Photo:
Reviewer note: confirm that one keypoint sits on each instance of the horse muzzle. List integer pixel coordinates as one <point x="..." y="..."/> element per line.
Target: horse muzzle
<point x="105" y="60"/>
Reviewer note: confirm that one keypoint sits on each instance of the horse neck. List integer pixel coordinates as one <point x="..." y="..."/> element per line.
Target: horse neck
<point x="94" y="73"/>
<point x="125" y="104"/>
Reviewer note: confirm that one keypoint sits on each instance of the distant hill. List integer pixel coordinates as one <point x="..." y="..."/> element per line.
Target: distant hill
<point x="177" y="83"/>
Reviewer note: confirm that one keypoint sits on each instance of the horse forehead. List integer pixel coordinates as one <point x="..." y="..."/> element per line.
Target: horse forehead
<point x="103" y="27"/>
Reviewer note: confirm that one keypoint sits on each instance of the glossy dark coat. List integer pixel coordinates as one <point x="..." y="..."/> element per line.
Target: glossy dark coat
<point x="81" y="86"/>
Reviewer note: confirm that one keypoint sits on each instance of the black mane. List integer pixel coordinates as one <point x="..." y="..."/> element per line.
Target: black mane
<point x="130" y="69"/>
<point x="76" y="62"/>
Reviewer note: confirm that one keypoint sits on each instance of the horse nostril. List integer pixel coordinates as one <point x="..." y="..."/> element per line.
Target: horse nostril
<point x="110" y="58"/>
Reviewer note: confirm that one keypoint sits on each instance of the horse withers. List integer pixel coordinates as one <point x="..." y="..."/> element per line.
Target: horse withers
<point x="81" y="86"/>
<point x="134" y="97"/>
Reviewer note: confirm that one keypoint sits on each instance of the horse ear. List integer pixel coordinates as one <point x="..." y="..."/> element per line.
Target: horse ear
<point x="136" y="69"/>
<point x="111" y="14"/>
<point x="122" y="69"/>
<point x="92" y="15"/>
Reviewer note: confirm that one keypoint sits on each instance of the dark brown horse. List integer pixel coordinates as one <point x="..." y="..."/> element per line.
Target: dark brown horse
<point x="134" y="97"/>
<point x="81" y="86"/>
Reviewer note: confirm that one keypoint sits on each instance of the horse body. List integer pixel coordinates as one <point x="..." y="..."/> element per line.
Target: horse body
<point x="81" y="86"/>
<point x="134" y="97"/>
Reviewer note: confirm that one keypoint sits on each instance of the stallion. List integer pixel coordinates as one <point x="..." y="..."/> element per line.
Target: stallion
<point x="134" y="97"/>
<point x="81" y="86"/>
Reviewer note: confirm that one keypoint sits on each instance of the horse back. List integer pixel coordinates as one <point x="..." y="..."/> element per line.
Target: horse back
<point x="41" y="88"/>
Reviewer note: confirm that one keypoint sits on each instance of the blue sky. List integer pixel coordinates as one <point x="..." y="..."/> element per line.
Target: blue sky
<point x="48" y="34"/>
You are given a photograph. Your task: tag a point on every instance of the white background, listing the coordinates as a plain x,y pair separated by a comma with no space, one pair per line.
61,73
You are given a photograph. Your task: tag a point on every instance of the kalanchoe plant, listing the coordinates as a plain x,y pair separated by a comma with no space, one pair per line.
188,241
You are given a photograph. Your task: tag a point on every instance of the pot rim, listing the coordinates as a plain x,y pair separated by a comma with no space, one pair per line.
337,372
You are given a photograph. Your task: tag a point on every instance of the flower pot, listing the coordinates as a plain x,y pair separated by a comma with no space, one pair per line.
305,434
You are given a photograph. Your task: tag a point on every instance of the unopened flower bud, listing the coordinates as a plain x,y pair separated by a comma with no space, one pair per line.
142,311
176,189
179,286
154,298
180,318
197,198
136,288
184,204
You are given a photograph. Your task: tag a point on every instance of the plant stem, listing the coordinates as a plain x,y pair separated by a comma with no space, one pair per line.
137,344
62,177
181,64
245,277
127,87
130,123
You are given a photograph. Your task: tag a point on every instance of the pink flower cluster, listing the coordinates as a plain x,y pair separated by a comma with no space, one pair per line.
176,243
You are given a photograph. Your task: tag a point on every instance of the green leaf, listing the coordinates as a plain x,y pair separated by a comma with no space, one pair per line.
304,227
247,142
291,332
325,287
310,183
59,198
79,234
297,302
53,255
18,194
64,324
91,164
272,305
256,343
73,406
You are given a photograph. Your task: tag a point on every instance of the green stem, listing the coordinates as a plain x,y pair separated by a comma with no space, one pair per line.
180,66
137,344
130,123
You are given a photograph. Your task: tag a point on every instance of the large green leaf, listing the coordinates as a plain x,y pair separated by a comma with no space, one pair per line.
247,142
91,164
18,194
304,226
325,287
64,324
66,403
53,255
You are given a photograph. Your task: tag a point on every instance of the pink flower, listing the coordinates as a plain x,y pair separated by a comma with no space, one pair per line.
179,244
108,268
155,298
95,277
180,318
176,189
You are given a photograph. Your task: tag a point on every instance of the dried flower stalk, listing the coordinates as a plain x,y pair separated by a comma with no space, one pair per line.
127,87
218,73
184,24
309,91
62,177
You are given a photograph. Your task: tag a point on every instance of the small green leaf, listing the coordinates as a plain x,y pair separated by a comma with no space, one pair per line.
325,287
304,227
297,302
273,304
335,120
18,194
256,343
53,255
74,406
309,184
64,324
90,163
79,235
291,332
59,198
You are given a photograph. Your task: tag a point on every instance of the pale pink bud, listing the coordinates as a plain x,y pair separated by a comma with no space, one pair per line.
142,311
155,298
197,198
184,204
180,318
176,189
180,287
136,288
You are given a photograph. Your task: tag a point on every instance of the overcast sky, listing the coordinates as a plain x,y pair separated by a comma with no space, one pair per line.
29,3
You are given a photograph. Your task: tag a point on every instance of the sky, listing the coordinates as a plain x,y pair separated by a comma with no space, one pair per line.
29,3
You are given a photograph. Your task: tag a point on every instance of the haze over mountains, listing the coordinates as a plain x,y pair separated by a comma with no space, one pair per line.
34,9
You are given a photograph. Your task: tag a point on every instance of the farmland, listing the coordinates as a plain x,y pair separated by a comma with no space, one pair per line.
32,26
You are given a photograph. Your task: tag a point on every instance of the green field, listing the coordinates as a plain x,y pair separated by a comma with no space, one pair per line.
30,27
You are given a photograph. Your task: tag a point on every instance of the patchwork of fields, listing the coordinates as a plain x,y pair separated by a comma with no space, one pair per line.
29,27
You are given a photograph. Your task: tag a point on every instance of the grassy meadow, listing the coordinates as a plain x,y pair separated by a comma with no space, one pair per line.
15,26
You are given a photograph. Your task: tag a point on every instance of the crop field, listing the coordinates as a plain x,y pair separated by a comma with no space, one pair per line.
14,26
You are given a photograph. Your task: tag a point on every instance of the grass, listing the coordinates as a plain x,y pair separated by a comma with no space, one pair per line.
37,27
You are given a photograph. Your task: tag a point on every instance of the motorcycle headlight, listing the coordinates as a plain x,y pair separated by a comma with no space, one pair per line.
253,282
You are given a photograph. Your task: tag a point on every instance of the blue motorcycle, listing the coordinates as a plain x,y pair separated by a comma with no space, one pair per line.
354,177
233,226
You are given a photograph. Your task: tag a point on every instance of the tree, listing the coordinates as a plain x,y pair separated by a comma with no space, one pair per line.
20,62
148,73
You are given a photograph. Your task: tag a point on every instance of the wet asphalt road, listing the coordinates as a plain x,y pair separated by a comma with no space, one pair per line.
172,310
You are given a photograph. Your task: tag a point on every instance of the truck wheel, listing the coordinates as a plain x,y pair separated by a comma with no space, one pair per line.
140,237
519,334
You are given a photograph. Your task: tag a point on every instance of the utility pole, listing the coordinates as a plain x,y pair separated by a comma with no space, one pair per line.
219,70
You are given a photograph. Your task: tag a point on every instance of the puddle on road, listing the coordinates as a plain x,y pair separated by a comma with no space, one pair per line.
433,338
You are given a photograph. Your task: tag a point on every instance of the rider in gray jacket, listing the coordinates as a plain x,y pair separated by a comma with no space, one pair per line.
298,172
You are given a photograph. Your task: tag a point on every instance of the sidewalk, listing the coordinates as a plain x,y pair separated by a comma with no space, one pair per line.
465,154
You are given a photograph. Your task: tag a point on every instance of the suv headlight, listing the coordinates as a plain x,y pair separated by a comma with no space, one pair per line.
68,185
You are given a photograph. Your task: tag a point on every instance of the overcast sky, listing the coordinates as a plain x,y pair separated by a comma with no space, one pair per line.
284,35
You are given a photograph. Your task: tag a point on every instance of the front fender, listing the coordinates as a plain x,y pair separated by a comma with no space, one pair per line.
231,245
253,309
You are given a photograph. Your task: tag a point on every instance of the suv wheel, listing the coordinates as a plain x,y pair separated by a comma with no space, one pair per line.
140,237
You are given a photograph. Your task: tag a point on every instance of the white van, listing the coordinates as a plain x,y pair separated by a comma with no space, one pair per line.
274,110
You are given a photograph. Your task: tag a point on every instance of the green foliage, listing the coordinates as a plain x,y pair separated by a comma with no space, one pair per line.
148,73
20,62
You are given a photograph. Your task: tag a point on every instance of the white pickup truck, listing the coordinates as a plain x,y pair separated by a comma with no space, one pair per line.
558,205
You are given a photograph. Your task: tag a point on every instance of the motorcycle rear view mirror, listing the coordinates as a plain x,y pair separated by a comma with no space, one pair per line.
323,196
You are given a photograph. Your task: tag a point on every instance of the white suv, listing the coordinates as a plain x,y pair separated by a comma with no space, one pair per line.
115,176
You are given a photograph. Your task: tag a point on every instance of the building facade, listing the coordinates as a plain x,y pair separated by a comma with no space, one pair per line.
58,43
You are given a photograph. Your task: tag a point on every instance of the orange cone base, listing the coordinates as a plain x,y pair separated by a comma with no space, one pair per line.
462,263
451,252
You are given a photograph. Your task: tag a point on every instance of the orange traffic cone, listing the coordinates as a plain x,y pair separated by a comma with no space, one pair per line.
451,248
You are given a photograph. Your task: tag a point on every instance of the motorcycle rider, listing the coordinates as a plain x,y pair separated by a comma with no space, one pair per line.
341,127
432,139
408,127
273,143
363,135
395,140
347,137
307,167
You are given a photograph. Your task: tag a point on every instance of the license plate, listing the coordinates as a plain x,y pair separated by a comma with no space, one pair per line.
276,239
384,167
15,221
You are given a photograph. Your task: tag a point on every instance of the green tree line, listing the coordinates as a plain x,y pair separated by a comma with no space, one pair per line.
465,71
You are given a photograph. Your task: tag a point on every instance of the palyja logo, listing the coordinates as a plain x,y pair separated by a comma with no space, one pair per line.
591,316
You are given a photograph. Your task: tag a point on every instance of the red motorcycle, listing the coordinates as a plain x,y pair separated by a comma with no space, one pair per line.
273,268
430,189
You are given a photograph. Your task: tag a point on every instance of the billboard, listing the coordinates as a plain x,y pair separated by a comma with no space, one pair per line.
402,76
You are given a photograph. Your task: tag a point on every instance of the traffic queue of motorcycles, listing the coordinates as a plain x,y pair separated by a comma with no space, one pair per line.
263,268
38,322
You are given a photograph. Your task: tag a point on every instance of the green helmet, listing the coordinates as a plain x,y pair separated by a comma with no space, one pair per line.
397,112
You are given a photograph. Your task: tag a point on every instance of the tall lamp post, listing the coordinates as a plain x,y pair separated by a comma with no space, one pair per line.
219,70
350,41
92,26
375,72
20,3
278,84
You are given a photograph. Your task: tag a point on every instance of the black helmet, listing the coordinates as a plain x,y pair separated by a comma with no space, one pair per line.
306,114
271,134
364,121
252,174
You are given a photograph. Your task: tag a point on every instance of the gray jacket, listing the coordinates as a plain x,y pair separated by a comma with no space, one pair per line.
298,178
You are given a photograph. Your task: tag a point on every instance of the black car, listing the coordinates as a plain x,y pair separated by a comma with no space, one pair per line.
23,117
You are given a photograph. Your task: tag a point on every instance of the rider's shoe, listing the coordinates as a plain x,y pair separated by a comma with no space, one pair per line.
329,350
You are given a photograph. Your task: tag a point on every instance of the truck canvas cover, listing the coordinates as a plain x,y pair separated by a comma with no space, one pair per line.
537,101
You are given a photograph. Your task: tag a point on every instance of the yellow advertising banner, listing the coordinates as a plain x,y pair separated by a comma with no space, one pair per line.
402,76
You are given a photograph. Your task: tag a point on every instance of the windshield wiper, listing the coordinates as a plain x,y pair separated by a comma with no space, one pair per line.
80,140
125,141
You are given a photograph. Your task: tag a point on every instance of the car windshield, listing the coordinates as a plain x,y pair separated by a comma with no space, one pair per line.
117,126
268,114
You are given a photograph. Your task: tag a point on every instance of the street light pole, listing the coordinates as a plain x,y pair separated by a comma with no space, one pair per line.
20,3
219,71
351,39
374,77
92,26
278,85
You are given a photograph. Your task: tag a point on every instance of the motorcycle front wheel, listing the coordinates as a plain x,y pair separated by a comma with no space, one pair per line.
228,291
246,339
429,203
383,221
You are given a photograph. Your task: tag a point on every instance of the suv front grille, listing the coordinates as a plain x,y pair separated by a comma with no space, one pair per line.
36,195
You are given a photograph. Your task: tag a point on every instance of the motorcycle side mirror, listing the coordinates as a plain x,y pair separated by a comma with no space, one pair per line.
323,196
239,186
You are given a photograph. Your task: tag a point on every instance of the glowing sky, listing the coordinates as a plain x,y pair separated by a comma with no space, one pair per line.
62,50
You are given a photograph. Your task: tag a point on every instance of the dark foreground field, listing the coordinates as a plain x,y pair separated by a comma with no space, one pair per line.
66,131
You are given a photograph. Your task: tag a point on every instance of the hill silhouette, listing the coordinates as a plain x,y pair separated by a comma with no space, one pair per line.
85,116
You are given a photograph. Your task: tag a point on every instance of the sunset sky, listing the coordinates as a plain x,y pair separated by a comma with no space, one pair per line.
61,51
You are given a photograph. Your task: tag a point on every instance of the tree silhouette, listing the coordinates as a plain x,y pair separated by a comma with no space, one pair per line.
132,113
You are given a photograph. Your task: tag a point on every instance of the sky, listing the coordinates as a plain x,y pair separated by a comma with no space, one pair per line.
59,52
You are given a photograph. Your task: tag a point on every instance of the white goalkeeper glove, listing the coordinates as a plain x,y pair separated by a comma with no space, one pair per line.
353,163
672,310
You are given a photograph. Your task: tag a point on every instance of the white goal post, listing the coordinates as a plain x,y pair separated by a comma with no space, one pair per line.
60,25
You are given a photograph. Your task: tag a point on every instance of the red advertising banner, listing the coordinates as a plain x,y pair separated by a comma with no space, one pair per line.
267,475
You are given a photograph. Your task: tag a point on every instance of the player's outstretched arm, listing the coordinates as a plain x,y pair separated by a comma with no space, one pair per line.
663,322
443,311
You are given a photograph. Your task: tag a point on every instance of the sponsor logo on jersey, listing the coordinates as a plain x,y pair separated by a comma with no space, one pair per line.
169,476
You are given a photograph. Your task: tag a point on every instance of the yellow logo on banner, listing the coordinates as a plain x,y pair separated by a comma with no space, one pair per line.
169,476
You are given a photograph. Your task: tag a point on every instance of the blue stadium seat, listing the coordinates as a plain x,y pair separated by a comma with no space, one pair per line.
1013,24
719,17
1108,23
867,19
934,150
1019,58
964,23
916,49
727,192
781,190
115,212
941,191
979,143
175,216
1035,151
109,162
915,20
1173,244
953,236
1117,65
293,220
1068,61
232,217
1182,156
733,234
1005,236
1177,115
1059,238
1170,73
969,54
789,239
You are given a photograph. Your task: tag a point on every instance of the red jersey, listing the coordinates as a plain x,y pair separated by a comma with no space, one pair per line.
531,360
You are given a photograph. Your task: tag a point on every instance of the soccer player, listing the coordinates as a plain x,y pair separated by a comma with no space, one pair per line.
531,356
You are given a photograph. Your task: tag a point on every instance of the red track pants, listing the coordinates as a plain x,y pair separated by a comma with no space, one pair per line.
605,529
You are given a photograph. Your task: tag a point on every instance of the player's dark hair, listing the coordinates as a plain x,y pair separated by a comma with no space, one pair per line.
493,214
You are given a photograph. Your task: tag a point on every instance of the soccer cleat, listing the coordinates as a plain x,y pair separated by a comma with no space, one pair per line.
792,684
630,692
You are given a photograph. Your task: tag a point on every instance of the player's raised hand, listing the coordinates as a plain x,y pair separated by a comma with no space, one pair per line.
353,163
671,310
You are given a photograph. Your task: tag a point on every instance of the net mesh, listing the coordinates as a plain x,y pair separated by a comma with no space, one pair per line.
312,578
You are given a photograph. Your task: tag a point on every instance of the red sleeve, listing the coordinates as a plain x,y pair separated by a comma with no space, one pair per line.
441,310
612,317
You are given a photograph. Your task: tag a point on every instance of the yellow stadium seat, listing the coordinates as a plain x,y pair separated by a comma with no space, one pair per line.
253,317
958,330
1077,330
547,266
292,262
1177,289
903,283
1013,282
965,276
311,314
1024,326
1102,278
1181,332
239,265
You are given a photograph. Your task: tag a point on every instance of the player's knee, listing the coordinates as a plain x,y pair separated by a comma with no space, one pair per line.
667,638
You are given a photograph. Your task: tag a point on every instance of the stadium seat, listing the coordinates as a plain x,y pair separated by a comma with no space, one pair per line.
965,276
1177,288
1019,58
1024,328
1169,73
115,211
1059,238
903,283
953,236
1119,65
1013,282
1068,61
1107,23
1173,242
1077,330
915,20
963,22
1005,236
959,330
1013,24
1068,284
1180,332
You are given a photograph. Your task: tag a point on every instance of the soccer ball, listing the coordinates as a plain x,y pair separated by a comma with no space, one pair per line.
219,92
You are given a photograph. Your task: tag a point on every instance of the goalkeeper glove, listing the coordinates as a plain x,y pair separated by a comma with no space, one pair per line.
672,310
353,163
########################################
Request – Everything from the line containing "player's knee, listing" through the last line of the records must be given again exactly; leave out all other lines.

Output for this task –
You are given a photograph. Your task: tag a point on every instance of the player's knee, listing the coordinates as a plain x,y pair separated by a comma with no space, one pair per line.
667,638
You are given a photograph. Your task: tag a point on every instance of the stadium seat, listing the coordinates as a plain x,y pair separated by a comma with no space, one pair per line.
965,276
1177,288
1019,58
1024,328
1169,73
115,211
1059,238
903,283
953,236
1119,65
1013,282
1068,61
1107,23
1173,242
1077,330
915,20
963,22
1005,236
959,330
1013,24
1068,284
1180,332
You are given a photograph. Your task: tag a point on every instance of the soccer ball, listing the coordinates as a plain x,y pair separated by a comma with no space, one pair per line.
219,92
You are given a photograph. Your task: tag a point on every instance of the goalkeeper glove, listing the coordinates as a plain x,y pair separated by a comma with no space, one pair per line.
672,310
353,163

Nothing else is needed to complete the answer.